> _Problem requirements_:
Can you quote, word for word, the rows from the line holding "For each instance of the metal railing, drop" through the line holding "[[191, 243]]", with both of those lines included?

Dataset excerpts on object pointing
--*--

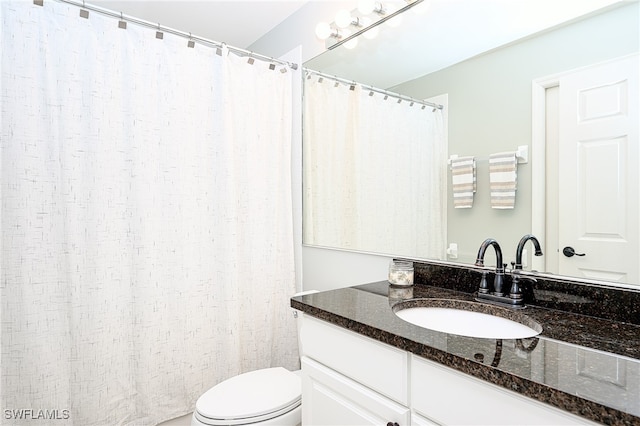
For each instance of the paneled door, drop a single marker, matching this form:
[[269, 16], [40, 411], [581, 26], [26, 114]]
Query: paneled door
[[598, 177]]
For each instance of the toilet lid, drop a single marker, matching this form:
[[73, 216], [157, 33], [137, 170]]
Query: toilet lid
[[254, 394]]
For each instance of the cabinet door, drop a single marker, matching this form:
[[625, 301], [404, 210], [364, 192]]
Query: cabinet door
[[329, 398]]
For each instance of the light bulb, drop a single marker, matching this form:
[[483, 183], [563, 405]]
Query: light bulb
[[323, 30], [343, 18]]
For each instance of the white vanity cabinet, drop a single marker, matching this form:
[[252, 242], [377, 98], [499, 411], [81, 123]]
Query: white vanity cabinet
[[350, 379]]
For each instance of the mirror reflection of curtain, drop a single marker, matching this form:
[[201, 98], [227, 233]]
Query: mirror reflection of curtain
[[374, 172], [147, 237]]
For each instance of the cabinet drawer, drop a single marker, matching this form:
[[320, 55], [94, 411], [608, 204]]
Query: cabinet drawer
[[448, 397], [333, 399], [381, 367]]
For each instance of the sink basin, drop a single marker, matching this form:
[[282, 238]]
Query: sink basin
[[467, 318]]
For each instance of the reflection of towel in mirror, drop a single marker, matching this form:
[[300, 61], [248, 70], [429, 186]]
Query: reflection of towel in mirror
[[463, 178], [503, 179]]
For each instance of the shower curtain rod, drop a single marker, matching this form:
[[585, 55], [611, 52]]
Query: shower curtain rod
[[373, 89], [158, 27]]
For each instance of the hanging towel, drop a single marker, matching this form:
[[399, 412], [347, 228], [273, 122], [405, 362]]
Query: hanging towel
[[503, 179], [463, 178]]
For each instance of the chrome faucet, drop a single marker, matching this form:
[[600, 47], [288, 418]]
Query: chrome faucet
[[516, 293], [499, 279], [520, 249]]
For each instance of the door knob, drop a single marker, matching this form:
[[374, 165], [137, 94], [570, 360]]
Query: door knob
[[569, 252]]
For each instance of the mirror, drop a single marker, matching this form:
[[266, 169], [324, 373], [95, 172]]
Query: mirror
[[489, 88]]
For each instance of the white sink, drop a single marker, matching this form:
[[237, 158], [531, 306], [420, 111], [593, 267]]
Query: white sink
[[469, 323]]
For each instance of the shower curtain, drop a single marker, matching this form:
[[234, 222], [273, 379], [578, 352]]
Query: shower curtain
[[374, 172], [146, 220]]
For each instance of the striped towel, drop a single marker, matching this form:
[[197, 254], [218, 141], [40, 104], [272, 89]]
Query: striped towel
[[463, 177], [503, 179]]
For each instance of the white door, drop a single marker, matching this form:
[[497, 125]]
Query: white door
[[598, 173]]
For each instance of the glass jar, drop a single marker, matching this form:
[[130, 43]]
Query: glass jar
[[401, 272]]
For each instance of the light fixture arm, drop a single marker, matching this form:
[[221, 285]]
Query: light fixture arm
[[375, 24]]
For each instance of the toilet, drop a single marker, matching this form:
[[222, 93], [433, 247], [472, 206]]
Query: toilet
[[270, 396]]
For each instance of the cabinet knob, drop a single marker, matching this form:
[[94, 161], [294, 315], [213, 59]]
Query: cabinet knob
[[569, 252]]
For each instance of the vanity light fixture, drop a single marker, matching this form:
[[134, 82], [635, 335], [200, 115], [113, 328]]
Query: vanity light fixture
[[344, 19], [367, 7], [366, 19]]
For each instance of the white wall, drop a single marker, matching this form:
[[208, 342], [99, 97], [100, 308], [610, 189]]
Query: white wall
[[299, 29]]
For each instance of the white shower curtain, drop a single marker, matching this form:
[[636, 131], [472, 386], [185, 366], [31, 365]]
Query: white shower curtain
[[374, 172], [146, 220]]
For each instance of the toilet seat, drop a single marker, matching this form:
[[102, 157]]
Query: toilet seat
[[250, 397]]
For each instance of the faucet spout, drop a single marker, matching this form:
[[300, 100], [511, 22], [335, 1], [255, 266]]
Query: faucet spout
[[520, 249], [499, 279]]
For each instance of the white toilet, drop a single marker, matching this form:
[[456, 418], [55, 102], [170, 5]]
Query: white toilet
[[270, 396]]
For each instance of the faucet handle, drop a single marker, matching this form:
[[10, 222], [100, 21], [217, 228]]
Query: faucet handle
[[484, 285]]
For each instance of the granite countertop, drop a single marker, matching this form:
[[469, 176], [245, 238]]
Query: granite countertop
[[584, 365]]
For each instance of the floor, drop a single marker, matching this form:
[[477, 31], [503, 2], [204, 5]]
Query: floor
[[180, 421]]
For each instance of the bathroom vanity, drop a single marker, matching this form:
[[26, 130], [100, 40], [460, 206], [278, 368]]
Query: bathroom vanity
[[362, 364]]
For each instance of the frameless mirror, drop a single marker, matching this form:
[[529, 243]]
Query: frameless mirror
[[492, 58]]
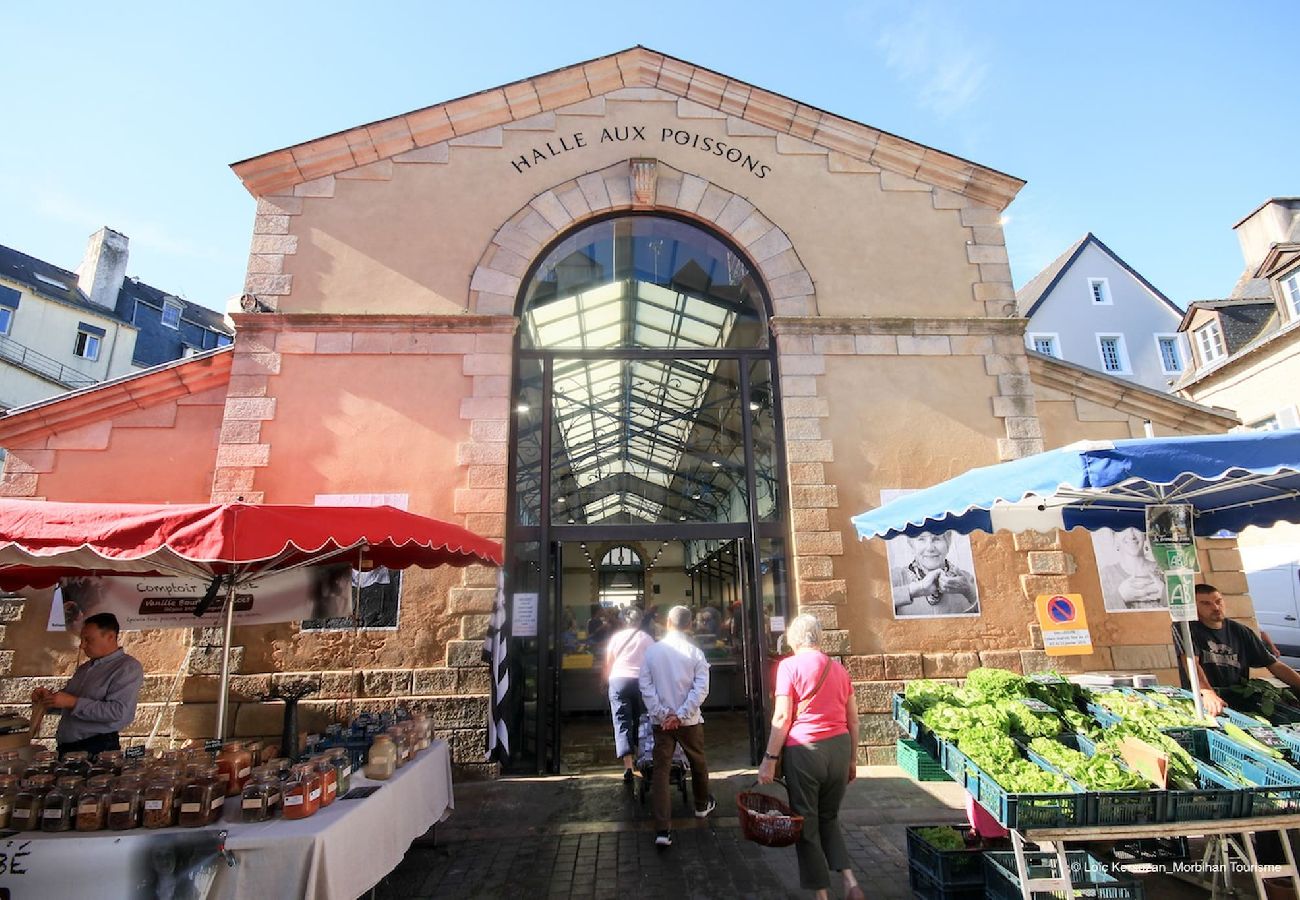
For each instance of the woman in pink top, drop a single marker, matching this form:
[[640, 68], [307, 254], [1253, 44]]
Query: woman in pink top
[[815, 722], [623, 656]]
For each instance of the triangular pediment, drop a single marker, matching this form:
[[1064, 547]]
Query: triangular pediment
[[636, 68]]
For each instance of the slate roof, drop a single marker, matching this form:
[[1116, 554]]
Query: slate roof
[[26, 269], [1031, 295], [156, 342]]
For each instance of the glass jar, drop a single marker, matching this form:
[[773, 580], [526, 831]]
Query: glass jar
[[159, 803], [302, 792], [324, 767], [342, 761], [234, 765], [111, 760], [92, 804], [261, 796], [8, 791], [77, 762], [125, 804], [26, 803], [200, 797], [382, 760], [59, 804]]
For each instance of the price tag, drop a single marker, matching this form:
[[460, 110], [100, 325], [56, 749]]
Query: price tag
[[1036, 705], [1268, 738]]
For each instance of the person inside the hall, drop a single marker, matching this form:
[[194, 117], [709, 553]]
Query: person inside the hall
[[99, 700], [930, 584], [1132, 582], [815, 727], [674, 686], [1225, 652], [624, 653]]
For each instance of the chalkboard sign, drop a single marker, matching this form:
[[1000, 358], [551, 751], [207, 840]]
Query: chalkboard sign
[[1036, 705]]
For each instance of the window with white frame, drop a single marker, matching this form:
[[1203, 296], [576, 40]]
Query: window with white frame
[[1045, 344], [1170, 354], [1291, 294], [1209, 342], [172, 315], [1113, 355], [87, 342]]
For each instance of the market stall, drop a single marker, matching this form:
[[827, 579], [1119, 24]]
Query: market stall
[[338, 853]]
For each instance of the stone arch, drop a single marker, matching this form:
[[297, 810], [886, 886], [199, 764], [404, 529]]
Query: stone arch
[[638, 185]]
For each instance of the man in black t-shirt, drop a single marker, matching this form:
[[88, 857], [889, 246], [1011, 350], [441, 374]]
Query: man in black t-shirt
[[1226, 650]]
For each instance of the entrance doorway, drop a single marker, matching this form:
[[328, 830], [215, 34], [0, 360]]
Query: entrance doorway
[[646, 471]]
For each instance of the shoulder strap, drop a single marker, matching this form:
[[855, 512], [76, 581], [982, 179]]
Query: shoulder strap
[[805, 701]]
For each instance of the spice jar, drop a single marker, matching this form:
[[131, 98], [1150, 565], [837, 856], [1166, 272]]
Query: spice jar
[[342, 769], [92, 804], [302, 792], [26, 803], [159, 803], [382, 760], [8, 791], [234, 765], [57, 805], [77, 762], [324, 767], [200, 797], [261, 795], [125, 804]]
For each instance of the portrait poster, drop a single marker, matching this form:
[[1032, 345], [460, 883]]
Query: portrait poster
[[931, 576], [1131, 582]]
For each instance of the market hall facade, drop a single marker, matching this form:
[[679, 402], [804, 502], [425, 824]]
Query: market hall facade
[[658, 330]]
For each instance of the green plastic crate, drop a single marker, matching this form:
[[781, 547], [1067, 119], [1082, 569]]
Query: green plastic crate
[[918, 764]]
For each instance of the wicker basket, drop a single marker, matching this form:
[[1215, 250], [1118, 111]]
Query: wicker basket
[[767, 821]]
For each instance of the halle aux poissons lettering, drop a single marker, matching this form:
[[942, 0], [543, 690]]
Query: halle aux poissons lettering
[[636, 133]]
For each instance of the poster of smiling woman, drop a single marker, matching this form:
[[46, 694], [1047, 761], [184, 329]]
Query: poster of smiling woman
[[931, 575]]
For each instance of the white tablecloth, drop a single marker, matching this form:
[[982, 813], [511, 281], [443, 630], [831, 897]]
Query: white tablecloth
[[338, 853]]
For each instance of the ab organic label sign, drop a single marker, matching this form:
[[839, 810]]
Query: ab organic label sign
[[640, 137]]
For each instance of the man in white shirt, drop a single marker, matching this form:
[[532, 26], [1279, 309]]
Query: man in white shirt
[[674, 686]]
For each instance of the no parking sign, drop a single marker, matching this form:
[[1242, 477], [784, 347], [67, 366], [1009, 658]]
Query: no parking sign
[[1065, 624]]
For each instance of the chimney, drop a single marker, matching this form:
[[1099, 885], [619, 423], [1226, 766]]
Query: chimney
[[1275, 221], [103, 268]]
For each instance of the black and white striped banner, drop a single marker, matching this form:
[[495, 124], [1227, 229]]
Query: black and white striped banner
[[495, 649]]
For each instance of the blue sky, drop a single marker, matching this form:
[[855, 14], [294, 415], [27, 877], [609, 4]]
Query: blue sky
[[1156, 125]]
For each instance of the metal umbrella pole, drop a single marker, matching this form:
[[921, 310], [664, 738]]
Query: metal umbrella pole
[[224, 691]]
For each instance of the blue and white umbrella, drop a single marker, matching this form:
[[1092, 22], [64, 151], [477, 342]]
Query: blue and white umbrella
[[1230, 480]]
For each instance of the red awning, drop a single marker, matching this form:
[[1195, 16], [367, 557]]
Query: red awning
[[40, 540]]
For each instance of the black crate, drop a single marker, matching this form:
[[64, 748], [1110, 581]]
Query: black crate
[[927, 888], [956, 868]]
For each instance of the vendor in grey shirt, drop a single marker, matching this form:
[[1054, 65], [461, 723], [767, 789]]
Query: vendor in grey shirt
[[100, 697]]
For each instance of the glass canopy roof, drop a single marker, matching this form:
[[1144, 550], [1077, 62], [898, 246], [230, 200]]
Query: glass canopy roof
[[653, 437]]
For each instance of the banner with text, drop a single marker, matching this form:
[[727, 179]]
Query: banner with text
[[311, 592]]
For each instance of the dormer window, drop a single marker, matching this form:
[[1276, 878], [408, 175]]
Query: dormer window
[[1100, 291], [1209, 342], [172, 314], [1291, 294]]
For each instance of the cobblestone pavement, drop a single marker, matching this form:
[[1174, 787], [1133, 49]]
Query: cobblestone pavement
[[588, 836]]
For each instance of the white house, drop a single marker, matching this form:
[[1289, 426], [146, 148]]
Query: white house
[[1092, 308]]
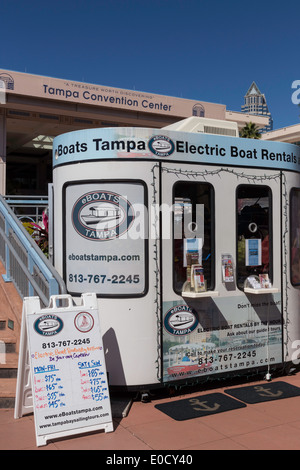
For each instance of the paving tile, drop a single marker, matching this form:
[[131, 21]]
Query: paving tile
[[282, 437], [240, 421], [174, 435]]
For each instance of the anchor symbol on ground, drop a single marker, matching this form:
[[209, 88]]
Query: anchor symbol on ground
[[266, 392], [202, 405]]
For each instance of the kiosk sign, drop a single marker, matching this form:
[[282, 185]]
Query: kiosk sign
[[69, 383], [104, 238]]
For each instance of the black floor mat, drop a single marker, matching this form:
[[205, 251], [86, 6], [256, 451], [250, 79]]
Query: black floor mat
[[264, 392], [205, 405]]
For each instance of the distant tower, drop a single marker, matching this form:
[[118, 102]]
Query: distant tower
[[255, 103]]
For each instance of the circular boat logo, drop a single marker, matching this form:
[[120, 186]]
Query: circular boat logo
[[84, 322], [102, 215], [161, 146], [48, 325], [180, 320]]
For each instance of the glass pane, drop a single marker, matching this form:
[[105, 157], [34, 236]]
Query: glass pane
[[254, 233], [295, 237], [193, 236]]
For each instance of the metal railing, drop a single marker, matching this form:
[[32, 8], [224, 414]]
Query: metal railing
[[28, 207], [25, 264]]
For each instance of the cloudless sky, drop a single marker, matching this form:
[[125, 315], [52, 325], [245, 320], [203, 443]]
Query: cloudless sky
[[207, 50]]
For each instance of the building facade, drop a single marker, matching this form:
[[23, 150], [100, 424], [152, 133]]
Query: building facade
[[255, 104], [35, 109]]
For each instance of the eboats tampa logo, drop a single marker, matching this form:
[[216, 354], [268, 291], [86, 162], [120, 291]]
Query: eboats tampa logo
[[161, 146], [102, 215]]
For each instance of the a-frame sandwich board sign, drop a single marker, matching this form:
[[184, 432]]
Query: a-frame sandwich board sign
[[62, 373]]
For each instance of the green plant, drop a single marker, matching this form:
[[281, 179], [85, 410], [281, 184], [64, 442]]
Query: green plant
[[40, 233]]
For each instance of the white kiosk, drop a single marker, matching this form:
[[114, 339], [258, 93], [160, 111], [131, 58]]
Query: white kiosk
[[191, 243]]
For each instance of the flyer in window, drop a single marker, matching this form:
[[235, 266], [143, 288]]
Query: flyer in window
[[253, 252], [198, 278], [227, 268], [192, 251]]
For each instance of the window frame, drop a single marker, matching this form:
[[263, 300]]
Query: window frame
[[270, 225], [211, 228]]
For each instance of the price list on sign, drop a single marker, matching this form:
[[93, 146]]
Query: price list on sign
[[69, 380]]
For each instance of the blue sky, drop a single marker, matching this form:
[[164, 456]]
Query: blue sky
[[208, 50]]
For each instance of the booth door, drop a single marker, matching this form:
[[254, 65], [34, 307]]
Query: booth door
[[291, 267], [221, 238]]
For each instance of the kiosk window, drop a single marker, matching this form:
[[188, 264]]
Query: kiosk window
[[295, 236], [193, 244], [254, 234]]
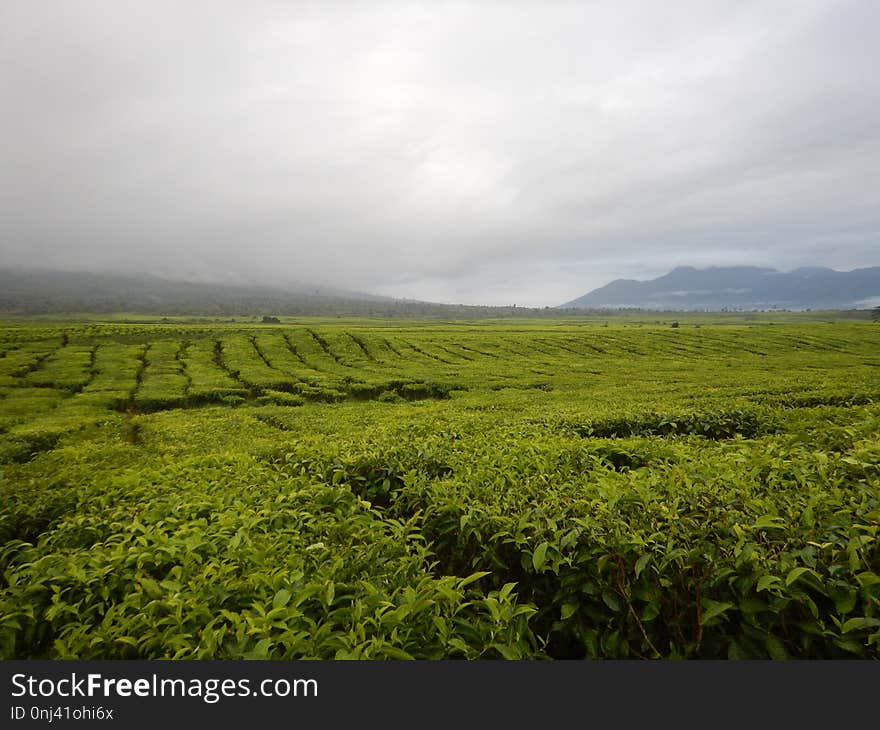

--*--

> _Solved exercise_:
For each instance of the metal railing, drop a single marker, matching this form:
[[32, 8], [224, 414]]
Query: metal railing
[[28, 207], [25, 264]]
For each instance of the cloudless sky, drop a single marker, matching this form:
[[125, 315], [52, 325], [245, 320], [203, 443]]
Query: cloudless sky
[[207, 50]]
For each instance of the building facade, drop a single marker, matching this form:
[[23, 150], [100, 424], [152, 133]]
Query: building facade
[[255, 104], [35, 109]]
For each instance of the eboats tampa logo, drop a single marker, matching this form:
[[216, 354], [268, 291], [86, 162], [120, 291]]
Query: eboats tampa logo
[[161, 146], [102, 215]]
For each instance of the a-frame sandwich board sign, drop a single marker, matching this form:
[[184, 432]]
Query: a-frame sandwich board sign
[[62, 373]]
For each instance of the green plant, drop a single marker, matching this form:
[[281, 179], [85, 410], [281, 184], [64, 442]]
Query: green plant
[[40, 233]]
For each instance of the white kiosk, drop a single marker, matching this form:
[[114, 339], [258, 93], [160, 111], [131, 58]]
Query: white kiosk
[[191, 243]]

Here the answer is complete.